## Aim of the exercise
Extract, verbatim, all lines starting at the one containing "Where can the finger" and ending with the final line of the listing, and no others.

## Source records
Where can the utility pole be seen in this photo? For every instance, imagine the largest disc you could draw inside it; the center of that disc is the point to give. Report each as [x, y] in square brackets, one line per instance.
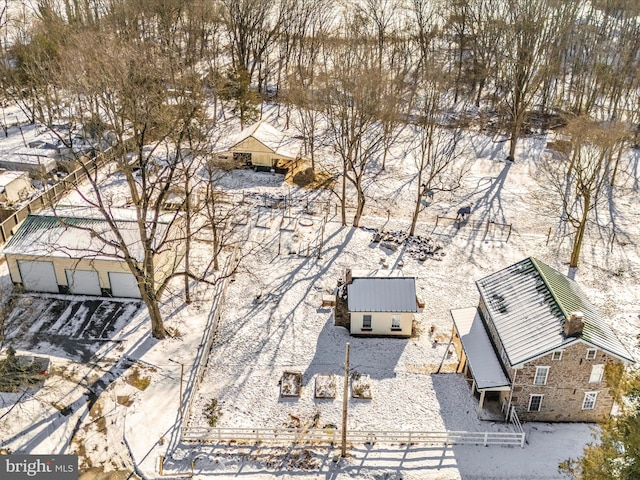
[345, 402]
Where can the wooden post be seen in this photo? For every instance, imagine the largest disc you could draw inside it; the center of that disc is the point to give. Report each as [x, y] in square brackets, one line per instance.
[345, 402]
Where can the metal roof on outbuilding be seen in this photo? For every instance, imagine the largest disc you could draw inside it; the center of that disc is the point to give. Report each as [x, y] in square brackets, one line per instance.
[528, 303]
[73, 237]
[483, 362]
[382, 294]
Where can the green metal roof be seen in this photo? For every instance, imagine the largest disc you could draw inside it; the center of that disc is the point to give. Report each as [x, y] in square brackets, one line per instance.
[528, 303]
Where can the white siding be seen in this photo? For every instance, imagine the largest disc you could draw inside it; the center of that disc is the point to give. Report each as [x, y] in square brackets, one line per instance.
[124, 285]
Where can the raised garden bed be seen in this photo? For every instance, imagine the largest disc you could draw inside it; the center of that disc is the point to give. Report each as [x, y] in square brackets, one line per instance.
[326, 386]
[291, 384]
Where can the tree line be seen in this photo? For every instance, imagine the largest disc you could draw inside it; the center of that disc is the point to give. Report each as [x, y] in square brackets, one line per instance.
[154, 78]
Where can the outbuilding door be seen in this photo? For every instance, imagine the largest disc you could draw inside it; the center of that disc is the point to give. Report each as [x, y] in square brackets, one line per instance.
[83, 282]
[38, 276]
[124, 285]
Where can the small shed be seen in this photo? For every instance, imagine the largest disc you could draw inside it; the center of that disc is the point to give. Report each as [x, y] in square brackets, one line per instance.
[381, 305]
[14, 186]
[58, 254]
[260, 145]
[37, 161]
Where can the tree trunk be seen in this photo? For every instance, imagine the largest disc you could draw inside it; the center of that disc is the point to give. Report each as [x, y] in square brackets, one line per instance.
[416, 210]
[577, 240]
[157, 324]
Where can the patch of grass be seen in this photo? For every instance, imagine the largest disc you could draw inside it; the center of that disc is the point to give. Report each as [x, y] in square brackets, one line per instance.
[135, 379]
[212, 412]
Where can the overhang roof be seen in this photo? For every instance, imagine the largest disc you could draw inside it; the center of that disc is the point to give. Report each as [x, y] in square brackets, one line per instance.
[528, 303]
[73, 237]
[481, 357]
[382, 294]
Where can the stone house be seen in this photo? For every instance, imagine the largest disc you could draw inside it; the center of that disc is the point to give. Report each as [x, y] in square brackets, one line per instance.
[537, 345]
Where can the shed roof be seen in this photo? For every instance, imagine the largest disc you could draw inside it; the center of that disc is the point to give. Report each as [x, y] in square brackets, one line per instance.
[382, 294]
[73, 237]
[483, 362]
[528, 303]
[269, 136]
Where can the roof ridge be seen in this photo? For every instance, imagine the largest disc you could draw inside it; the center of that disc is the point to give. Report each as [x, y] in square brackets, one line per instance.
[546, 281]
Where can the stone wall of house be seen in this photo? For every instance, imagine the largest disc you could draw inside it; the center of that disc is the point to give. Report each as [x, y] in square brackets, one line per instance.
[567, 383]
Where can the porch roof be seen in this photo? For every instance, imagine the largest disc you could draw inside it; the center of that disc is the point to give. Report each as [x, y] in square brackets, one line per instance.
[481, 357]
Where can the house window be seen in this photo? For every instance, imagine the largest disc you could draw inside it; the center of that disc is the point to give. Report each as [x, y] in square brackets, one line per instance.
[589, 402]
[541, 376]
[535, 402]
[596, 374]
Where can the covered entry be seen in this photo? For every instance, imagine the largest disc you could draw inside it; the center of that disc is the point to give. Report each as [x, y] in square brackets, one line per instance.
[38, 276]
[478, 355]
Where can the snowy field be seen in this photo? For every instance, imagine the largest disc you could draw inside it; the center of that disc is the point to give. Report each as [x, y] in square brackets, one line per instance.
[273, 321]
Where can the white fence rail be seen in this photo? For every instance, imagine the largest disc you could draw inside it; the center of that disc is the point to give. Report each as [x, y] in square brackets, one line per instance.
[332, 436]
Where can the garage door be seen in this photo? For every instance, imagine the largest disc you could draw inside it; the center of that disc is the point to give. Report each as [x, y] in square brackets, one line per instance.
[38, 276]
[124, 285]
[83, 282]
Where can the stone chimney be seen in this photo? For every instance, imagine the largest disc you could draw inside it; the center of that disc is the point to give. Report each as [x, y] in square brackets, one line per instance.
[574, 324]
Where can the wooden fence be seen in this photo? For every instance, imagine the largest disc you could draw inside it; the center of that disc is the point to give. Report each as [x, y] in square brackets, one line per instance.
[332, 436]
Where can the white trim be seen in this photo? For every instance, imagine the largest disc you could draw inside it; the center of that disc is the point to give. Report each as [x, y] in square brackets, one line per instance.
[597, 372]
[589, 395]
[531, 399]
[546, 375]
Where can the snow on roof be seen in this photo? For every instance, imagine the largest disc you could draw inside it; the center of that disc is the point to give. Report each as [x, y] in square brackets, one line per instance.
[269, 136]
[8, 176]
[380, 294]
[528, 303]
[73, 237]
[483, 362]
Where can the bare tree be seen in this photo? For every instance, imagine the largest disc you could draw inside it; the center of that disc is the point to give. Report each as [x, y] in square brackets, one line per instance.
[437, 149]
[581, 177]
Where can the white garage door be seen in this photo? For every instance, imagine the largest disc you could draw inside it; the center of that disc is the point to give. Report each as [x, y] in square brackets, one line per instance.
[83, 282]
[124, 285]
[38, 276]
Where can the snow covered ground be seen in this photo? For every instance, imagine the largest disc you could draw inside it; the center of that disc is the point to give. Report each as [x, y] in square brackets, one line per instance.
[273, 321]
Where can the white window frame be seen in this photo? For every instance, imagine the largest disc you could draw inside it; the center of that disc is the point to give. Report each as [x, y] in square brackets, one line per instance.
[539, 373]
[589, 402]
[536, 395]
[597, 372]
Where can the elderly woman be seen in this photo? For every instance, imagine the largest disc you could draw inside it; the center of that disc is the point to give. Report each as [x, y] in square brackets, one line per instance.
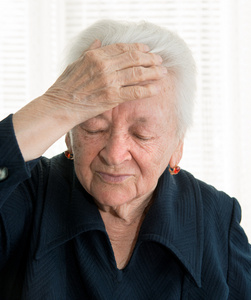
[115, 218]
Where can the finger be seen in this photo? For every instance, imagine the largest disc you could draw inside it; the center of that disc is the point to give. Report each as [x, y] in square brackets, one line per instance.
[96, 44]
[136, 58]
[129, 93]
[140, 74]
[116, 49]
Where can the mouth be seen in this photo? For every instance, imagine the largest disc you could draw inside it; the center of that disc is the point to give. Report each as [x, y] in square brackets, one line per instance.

## Result for this exercise
Where can the finger be seen in this photo? For every instance, imagine the largest disc you could draw inside it; the center of that disc is the point to give. Report each as [x, y] in square brackets, one line per instance.
[96, 44]
[136, 58]
[129, 93]
[140, 74]
[116, 49]
Where can the mouth be seen in this photo? For every instance, imagine the largest disc you could draw inside it; the center of that disc is the point to give. Report each as [x, y] in square brackets, one line per instance.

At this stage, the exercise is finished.